--- What you will do ---
Reproduce, without any change, the lines of the data below from the line containing "# trace the outline of every instance of the white" through the line containing "204), (296, 203)]", including both of those lines.

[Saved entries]
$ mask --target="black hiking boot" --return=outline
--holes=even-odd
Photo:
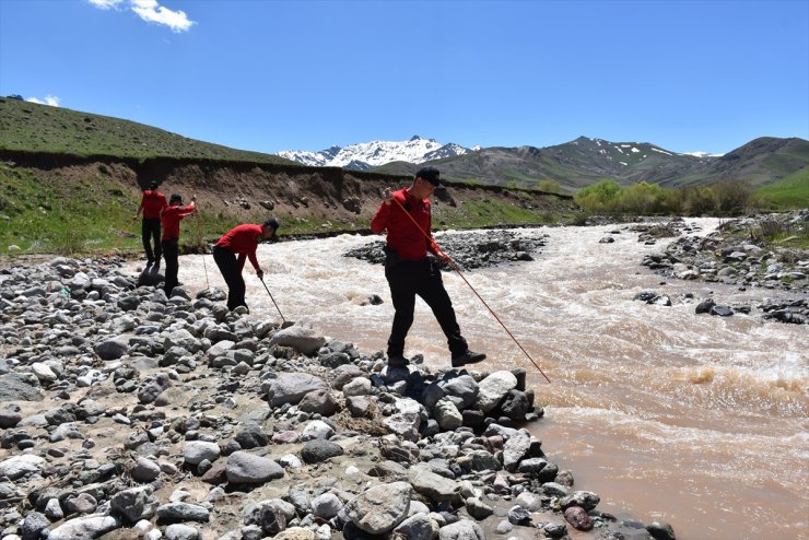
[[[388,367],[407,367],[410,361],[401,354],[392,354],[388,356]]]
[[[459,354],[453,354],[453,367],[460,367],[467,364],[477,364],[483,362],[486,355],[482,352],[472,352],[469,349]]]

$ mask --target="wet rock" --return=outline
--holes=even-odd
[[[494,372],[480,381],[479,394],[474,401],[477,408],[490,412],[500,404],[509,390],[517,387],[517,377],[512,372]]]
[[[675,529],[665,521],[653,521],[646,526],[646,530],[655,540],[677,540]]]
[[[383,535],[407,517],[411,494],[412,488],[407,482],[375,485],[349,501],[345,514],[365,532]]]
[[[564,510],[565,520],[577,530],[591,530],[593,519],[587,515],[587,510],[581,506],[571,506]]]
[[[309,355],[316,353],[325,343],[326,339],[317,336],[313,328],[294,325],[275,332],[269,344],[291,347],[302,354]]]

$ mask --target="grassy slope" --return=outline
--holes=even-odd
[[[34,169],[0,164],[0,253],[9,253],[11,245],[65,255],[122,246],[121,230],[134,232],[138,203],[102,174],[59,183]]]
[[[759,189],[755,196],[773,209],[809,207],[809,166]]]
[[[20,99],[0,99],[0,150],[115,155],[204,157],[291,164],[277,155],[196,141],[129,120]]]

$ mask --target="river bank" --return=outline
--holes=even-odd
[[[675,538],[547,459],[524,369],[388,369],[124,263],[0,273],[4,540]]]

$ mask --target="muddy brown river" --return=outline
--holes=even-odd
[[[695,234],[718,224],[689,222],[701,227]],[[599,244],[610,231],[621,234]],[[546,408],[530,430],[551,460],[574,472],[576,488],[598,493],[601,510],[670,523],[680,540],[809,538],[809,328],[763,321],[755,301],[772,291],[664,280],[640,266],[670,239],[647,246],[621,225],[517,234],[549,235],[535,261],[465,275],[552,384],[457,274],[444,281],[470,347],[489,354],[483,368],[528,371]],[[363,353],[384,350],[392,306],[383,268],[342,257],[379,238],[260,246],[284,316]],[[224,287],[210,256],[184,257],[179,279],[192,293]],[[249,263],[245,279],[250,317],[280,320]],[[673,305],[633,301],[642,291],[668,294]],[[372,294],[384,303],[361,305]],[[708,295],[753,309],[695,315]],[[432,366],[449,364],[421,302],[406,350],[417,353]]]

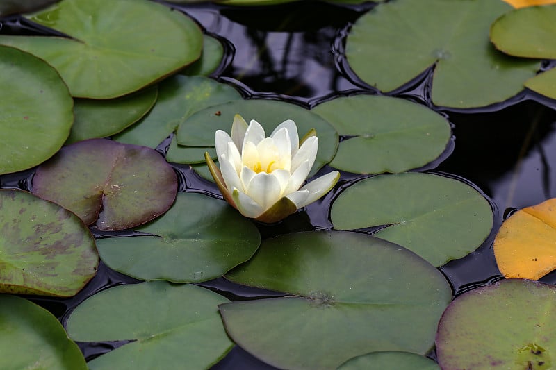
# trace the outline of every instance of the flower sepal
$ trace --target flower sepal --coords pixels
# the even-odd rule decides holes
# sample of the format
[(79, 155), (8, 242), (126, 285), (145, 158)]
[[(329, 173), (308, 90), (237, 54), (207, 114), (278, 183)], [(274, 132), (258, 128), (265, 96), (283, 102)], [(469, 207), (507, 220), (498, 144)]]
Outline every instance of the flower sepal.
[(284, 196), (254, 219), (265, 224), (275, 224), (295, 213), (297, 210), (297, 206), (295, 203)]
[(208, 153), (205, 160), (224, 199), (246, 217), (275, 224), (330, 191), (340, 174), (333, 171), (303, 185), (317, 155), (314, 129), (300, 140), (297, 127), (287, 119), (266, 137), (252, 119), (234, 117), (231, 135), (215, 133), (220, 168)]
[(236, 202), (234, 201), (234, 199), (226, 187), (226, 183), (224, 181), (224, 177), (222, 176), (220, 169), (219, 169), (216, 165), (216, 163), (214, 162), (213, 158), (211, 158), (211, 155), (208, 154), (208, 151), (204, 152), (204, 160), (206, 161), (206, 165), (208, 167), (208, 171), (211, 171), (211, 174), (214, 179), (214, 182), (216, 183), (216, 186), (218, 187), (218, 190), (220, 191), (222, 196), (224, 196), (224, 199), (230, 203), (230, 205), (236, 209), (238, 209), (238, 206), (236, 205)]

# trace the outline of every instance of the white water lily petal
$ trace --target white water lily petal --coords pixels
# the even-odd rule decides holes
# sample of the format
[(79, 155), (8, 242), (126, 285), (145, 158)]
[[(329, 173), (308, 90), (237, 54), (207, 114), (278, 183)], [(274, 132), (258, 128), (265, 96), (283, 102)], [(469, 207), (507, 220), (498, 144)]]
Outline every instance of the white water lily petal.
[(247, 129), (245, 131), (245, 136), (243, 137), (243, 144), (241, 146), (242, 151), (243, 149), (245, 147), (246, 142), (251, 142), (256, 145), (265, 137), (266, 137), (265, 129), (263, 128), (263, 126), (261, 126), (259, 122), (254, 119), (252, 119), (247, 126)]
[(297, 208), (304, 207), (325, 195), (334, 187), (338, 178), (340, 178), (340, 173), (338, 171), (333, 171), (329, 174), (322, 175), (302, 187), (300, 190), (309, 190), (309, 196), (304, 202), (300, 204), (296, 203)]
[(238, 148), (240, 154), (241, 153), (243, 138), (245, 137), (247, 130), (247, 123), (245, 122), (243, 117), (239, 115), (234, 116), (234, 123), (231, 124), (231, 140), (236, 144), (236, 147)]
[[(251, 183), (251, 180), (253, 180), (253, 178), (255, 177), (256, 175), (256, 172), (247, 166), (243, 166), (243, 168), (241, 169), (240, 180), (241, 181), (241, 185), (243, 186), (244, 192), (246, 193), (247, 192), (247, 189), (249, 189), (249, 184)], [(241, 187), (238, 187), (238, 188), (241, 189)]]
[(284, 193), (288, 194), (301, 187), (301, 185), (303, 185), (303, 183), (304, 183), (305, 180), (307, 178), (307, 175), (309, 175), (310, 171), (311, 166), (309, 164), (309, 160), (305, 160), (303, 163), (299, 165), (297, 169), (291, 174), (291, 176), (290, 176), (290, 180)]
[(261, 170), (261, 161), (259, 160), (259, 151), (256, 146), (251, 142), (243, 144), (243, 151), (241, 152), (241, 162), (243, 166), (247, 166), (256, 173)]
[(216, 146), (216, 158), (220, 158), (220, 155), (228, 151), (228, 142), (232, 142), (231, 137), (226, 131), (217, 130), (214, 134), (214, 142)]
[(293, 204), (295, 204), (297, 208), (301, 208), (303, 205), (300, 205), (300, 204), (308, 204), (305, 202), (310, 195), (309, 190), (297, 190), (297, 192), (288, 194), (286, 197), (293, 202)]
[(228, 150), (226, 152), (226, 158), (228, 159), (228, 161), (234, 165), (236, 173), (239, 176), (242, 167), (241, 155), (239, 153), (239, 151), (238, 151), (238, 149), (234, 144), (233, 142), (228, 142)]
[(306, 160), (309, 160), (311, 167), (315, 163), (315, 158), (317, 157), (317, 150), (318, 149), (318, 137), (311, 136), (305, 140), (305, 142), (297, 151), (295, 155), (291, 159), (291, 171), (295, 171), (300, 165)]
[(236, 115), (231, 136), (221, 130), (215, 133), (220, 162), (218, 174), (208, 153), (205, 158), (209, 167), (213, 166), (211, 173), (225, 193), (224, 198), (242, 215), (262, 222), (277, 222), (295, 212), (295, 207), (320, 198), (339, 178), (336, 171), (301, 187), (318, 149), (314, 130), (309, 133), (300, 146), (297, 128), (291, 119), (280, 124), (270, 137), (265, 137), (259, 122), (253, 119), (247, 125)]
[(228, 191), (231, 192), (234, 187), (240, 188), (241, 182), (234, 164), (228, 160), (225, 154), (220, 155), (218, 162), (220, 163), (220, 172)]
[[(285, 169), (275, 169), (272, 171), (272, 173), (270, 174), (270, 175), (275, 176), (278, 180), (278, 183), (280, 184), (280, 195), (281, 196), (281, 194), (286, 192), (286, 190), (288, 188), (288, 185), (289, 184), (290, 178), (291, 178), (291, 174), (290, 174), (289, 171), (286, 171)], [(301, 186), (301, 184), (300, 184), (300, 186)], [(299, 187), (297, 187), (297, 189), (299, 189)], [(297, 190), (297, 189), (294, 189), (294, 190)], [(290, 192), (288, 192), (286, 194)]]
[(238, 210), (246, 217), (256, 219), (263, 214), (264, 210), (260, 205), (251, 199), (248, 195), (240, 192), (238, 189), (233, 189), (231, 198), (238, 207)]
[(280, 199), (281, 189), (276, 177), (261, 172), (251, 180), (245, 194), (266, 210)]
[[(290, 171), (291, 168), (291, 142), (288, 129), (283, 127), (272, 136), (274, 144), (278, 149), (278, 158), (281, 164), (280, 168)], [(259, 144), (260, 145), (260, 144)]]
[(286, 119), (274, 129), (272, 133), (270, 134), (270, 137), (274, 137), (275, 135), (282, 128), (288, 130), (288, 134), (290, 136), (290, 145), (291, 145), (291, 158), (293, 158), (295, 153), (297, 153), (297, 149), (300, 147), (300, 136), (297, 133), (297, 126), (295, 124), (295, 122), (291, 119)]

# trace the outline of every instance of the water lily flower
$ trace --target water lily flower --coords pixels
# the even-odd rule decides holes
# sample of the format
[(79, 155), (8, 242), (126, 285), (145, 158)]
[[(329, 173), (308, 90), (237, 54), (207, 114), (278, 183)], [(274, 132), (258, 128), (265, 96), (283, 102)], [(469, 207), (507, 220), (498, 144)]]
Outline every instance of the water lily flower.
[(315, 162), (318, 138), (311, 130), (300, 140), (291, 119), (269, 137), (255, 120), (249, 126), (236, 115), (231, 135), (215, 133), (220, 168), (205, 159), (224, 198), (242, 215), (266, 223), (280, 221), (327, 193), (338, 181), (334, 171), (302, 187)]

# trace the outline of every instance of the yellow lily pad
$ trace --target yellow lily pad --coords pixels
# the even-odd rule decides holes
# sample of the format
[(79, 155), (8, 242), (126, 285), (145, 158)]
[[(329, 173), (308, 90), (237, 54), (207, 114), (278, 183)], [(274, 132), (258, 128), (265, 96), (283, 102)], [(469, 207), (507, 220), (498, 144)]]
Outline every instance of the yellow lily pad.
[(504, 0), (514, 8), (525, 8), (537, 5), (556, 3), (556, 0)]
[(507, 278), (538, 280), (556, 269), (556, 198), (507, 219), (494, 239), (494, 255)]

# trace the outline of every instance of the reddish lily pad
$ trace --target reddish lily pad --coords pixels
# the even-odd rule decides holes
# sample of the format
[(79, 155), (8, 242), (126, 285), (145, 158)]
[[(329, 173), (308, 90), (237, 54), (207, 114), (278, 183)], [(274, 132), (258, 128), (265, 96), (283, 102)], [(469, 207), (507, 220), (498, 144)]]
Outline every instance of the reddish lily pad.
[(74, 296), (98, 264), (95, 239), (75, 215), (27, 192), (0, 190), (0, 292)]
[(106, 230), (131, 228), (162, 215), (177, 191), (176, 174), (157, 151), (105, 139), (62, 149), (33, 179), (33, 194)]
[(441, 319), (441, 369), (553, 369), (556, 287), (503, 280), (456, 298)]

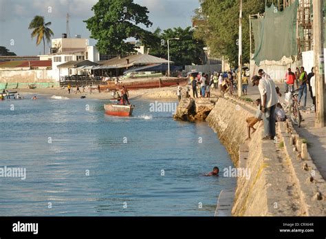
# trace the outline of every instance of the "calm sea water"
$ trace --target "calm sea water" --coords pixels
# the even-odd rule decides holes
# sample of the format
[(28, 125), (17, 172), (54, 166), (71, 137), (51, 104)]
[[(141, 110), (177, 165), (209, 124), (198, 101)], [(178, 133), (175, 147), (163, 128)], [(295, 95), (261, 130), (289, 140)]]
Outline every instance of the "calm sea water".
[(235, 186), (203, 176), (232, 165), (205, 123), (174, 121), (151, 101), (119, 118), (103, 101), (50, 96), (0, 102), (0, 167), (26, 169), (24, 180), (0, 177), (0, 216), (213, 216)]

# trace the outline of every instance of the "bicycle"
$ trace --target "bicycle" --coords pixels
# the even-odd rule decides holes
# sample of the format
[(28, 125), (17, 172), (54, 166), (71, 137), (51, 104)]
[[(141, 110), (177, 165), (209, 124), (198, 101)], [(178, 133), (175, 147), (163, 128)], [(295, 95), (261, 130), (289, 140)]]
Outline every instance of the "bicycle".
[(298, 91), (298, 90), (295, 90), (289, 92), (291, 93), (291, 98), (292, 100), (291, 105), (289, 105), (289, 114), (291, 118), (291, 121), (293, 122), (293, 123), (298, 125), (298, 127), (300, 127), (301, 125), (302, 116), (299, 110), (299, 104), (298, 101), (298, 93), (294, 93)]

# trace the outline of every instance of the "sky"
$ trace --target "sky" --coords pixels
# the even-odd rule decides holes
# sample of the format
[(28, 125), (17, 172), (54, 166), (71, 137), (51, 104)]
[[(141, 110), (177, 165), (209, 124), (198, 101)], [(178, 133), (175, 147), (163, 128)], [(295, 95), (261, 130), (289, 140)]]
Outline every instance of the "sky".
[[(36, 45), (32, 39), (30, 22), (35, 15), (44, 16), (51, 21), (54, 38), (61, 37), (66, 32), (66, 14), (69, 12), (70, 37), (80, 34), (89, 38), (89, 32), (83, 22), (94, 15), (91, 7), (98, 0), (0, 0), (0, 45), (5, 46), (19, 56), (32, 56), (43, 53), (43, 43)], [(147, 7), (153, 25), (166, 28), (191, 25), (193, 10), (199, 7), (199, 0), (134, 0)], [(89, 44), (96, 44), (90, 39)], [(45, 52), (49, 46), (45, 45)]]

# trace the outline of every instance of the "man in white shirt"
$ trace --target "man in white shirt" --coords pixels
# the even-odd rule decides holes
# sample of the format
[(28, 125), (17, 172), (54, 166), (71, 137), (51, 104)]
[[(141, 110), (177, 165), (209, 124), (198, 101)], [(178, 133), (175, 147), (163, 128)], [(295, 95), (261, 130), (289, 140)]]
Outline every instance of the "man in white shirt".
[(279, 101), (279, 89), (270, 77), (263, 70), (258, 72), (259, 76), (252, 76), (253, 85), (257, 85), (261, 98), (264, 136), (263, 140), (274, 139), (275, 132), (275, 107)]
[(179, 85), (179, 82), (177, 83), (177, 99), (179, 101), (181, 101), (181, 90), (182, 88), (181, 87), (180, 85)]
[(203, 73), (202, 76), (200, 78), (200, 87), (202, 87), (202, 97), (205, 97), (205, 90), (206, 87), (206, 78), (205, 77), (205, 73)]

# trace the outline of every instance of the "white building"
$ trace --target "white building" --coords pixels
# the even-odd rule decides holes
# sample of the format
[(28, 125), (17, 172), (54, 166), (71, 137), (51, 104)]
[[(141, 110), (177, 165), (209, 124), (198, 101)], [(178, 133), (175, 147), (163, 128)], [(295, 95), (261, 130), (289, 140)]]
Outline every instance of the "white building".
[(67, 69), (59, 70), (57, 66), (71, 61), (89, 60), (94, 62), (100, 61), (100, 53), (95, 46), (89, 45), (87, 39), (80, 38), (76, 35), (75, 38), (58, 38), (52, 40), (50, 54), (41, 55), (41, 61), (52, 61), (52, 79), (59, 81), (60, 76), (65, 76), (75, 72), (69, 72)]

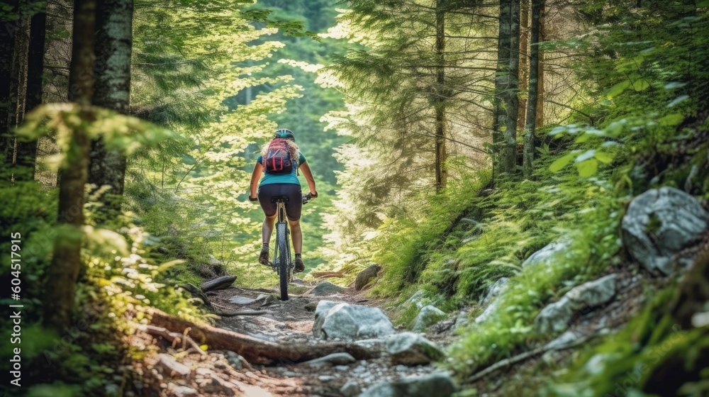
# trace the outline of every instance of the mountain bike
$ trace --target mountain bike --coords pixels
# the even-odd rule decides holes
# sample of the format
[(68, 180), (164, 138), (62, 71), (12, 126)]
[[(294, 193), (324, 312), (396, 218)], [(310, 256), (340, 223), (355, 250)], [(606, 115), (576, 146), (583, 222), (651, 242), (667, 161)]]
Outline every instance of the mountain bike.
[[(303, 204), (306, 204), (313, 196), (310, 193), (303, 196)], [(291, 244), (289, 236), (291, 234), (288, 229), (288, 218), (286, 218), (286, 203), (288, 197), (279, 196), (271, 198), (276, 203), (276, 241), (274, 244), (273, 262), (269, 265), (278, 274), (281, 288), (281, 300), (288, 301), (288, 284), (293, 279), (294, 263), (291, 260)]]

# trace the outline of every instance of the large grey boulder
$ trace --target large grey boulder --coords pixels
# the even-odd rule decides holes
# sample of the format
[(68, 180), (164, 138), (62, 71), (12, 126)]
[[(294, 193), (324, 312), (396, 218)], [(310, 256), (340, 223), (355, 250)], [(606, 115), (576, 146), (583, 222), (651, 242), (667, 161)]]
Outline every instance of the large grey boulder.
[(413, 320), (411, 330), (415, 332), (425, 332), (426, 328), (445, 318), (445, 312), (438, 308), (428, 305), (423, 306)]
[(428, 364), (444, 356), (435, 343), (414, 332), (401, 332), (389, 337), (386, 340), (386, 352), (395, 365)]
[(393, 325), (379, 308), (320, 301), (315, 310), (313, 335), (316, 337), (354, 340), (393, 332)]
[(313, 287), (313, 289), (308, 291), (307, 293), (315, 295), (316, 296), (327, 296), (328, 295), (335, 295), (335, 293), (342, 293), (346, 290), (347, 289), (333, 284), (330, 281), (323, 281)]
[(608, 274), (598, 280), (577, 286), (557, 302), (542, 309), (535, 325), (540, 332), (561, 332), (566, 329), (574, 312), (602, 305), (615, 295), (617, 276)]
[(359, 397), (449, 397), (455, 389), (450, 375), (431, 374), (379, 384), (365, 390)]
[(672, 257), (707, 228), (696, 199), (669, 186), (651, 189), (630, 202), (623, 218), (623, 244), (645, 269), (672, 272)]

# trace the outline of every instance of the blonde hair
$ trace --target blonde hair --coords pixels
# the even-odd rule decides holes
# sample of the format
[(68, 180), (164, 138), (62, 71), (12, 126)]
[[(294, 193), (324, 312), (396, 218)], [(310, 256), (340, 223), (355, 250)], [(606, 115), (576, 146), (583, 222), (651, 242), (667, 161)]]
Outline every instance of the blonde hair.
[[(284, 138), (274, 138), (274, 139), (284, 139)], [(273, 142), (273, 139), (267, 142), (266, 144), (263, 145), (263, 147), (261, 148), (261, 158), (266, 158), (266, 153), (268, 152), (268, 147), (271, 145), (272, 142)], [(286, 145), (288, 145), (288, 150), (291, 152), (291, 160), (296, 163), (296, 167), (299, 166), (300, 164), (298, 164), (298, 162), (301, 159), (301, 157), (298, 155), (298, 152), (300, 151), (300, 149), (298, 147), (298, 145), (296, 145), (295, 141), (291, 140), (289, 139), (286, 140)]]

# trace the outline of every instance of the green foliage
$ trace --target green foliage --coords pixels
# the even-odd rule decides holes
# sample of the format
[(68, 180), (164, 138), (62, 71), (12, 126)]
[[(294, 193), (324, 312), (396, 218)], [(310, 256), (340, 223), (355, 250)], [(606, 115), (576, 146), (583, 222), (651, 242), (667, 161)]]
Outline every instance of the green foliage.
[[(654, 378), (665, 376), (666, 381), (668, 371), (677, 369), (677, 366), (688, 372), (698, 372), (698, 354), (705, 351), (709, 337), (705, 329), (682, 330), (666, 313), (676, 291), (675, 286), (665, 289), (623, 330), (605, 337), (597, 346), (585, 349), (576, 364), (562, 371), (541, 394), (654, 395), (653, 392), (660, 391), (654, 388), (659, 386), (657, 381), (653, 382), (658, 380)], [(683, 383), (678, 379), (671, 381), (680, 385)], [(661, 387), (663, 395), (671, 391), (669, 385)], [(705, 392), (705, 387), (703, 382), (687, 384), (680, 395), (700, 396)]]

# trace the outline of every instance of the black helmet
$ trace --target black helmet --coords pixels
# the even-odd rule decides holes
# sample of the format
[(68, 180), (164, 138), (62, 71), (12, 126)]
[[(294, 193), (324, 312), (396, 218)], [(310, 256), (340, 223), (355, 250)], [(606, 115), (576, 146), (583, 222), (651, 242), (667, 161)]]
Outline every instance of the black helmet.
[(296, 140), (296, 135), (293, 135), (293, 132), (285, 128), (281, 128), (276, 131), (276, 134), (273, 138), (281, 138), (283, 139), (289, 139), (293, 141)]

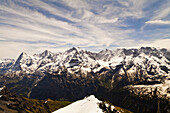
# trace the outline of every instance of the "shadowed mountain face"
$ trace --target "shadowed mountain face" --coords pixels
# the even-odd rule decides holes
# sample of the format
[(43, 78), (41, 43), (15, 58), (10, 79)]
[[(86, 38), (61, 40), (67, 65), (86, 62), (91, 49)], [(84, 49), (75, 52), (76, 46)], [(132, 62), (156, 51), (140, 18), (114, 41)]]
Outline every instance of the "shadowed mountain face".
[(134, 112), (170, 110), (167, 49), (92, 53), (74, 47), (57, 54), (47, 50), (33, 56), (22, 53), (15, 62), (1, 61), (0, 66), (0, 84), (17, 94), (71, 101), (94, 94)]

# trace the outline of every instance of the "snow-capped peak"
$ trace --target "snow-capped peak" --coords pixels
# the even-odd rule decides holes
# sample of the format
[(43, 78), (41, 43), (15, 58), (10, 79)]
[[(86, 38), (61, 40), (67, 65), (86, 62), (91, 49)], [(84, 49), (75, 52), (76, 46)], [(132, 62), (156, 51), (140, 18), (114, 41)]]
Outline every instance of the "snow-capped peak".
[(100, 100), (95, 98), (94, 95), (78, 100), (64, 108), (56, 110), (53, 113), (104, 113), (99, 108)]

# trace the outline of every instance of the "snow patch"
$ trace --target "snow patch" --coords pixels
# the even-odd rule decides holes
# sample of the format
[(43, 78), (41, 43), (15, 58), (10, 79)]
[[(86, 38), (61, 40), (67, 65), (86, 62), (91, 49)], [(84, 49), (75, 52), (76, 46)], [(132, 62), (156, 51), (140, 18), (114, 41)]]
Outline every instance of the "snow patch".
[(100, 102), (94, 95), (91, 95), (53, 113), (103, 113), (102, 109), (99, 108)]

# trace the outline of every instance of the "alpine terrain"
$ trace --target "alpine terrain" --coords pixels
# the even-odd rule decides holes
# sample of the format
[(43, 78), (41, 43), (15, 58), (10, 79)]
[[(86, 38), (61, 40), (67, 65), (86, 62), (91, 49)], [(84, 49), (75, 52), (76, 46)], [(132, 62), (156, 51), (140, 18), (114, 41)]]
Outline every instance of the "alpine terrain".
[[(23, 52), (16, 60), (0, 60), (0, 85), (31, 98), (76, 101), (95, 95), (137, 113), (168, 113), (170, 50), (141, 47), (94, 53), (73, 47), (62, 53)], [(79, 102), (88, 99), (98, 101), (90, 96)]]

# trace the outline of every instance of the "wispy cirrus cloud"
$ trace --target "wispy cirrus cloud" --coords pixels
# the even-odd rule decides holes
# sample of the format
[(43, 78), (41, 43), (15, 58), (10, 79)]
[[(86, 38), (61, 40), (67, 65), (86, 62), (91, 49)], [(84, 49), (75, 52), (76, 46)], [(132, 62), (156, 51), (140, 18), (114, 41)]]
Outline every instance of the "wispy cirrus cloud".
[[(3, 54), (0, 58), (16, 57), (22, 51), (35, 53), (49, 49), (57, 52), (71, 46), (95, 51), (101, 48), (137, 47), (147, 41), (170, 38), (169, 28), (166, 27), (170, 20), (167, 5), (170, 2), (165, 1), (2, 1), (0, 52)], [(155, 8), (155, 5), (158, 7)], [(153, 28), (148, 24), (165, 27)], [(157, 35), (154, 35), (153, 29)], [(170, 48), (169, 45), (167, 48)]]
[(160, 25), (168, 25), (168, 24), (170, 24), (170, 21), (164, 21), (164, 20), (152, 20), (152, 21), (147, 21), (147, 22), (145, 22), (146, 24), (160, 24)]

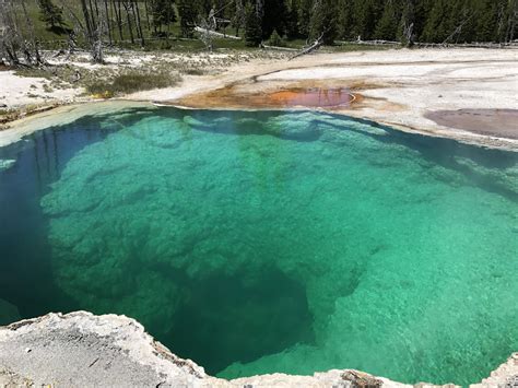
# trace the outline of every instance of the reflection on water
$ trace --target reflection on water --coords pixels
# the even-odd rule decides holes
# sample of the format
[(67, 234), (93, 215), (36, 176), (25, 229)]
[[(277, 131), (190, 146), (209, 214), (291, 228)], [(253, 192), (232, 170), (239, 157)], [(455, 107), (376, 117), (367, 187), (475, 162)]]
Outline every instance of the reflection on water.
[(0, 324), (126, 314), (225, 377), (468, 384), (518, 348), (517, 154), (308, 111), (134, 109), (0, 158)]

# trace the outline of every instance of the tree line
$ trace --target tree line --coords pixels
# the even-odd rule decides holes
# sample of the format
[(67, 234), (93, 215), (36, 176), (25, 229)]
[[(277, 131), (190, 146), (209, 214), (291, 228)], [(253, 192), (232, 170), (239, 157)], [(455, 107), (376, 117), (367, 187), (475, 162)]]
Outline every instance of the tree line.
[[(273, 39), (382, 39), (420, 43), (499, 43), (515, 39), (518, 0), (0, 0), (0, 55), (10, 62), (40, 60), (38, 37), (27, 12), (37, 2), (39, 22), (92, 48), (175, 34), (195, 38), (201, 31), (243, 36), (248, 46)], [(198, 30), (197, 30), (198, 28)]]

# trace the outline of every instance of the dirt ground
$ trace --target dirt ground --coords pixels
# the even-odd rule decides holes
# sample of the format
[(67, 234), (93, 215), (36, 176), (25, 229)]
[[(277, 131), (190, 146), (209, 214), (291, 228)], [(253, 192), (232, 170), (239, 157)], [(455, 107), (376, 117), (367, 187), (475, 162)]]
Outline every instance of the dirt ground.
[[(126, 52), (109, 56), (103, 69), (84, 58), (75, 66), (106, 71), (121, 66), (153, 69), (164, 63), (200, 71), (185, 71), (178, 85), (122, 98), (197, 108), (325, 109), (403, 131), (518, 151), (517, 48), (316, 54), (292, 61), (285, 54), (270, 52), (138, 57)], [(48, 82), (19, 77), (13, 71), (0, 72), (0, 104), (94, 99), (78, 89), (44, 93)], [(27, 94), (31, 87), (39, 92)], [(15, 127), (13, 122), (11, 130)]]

--- Result ---
# trace the outline of every instance of the white water lily petal
$ trace --target white water lily petal --coords pixels
# the even-odd rule decides holes
# sample of the format
[(79, 155), (8, 242), (126, 285), (145, 158)]
[[(329, 173), (308, 90), (237, 54), (207, 114), (278, 183)], [(274, 132), (258, 128), (265, 96), (283, 102)], [(469, 207), (507, 220), (498, 144)]]
Outline every instance of the white water lily petal.
[(247, 129), (245, 131), (245, 136), (243, 137), (243, 144), (241, 146), (242, 151), (243, 149), (245, 147), (246, 142), (251, 142), (256, 145), (265, 137), (266, 137), (265, 129), (263, 128), (263, 126), (261, 126), (259, 122), (254, 119), (252, 119), (247, 126)]
[(297, 208), (304, 207), (325, 195), (334, 187), (338, 178), (340, 178), (340, 173), (338, 171), (333, 171), (329, 174), (322, 175), (302, 187), (300, 190), (309, 190), (309, 196), (304, 202), (300, 204), (296, 203)]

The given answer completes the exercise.